Your answer should consist of each line from the data below that contains "marking".

##### Provided information

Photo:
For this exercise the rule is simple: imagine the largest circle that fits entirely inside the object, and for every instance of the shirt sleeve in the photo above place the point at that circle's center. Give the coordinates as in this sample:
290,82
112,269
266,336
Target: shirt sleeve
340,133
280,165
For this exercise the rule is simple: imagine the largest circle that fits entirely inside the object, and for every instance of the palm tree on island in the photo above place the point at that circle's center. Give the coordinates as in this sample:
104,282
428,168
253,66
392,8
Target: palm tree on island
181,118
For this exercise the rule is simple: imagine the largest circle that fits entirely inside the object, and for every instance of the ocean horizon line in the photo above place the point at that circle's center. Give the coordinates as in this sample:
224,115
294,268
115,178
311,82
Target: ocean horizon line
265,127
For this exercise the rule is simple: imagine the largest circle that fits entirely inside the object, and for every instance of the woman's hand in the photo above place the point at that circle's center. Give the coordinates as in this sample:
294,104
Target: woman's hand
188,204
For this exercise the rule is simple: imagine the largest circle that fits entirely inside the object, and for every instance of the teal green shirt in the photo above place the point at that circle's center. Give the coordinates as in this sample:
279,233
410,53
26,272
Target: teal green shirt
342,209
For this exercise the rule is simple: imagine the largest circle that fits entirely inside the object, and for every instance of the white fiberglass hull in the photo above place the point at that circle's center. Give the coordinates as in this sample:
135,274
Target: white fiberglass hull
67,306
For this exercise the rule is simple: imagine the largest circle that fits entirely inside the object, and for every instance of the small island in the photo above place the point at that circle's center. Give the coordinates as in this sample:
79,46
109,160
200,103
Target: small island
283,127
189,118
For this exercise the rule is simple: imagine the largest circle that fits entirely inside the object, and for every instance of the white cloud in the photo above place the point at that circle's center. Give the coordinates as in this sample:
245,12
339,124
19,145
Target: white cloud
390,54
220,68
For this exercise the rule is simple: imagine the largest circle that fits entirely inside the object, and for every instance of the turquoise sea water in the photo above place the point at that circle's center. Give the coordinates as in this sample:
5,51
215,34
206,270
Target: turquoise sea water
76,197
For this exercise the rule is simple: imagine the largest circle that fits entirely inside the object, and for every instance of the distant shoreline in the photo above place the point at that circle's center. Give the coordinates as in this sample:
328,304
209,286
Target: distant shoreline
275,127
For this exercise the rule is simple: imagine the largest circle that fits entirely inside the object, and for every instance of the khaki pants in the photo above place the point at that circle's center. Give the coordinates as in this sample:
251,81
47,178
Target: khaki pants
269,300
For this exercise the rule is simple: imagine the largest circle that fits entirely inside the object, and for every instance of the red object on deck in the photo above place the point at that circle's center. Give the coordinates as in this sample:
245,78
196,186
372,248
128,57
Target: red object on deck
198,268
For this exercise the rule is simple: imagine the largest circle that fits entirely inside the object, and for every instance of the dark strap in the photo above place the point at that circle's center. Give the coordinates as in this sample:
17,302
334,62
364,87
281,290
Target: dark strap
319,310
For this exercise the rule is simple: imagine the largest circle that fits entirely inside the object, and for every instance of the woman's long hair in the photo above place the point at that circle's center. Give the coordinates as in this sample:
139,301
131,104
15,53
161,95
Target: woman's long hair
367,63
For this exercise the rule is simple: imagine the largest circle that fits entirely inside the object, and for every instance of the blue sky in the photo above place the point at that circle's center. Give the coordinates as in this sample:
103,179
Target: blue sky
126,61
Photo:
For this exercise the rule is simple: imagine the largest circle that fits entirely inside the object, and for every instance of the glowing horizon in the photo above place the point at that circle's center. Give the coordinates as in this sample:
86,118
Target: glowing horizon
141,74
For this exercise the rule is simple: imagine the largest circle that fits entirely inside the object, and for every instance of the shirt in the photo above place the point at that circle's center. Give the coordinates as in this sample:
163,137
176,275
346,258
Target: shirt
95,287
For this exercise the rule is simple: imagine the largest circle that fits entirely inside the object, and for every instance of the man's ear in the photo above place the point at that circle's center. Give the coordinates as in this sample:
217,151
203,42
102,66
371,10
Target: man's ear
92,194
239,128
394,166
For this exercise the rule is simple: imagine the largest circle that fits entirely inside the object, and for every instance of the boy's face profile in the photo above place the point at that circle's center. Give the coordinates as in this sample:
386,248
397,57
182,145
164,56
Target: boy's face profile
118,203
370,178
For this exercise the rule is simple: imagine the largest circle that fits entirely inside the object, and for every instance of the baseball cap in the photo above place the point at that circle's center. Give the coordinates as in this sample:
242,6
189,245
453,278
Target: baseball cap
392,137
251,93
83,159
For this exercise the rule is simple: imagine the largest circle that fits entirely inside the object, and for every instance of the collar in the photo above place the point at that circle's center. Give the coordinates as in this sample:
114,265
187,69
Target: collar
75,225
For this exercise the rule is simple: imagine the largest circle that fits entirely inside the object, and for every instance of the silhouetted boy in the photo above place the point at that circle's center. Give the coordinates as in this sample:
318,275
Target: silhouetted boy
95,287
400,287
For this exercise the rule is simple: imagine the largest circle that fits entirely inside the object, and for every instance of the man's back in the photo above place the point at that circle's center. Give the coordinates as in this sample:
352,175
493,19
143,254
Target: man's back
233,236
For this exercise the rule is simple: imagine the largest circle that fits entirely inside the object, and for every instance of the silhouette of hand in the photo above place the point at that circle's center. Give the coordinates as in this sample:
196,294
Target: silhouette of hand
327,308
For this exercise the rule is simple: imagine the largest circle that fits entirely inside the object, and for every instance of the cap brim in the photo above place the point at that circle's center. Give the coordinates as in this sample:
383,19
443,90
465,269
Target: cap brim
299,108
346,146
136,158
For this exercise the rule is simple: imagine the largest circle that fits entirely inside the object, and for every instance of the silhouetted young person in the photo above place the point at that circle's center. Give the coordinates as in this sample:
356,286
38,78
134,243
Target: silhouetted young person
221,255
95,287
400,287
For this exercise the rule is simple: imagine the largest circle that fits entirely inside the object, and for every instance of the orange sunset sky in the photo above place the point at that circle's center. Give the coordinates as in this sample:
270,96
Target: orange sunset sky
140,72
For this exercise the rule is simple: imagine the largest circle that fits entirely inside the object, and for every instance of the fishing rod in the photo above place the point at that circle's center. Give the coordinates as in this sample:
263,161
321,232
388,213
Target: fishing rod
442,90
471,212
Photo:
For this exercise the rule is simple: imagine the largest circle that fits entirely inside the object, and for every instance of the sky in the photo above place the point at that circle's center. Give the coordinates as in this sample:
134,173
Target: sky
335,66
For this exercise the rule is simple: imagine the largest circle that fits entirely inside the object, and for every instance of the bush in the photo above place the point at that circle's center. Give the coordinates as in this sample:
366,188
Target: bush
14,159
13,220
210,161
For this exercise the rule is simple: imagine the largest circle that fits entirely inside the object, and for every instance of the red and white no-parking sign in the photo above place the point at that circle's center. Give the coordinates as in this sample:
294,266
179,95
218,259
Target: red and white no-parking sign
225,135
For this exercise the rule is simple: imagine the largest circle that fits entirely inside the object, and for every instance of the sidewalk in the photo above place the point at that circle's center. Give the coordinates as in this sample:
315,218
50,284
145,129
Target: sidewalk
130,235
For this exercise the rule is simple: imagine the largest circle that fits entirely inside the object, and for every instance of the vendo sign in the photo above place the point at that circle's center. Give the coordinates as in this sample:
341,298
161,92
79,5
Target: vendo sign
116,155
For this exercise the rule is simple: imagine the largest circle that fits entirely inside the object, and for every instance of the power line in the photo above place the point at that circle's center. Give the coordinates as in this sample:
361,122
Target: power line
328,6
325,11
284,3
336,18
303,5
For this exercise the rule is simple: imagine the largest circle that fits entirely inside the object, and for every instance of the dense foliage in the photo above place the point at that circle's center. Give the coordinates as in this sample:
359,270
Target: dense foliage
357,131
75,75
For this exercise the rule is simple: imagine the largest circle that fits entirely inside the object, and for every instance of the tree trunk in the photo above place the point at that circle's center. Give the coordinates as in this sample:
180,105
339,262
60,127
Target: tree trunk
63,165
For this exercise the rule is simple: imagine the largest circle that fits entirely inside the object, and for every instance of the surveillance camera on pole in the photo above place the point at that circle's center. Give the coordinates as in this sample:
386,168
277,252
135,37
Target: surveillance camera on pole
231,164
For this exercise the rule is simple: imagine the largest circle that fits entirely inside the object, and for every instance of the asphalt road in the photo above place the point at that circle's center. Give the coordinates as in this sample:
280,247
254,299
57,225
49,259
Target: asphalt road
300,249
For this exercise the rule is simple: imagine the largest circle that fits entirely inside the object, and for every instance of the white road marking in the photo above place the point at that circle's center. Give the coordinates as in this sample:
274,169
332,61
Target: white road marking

##########

» **Answer area**
For this exercise the rule is simple: imagine the largest circle that fits entirely inside the object, and for every instance of the white road marking in the photo above place the point at that circle's center. Give the coordinates as in this sample:
Target: white road marking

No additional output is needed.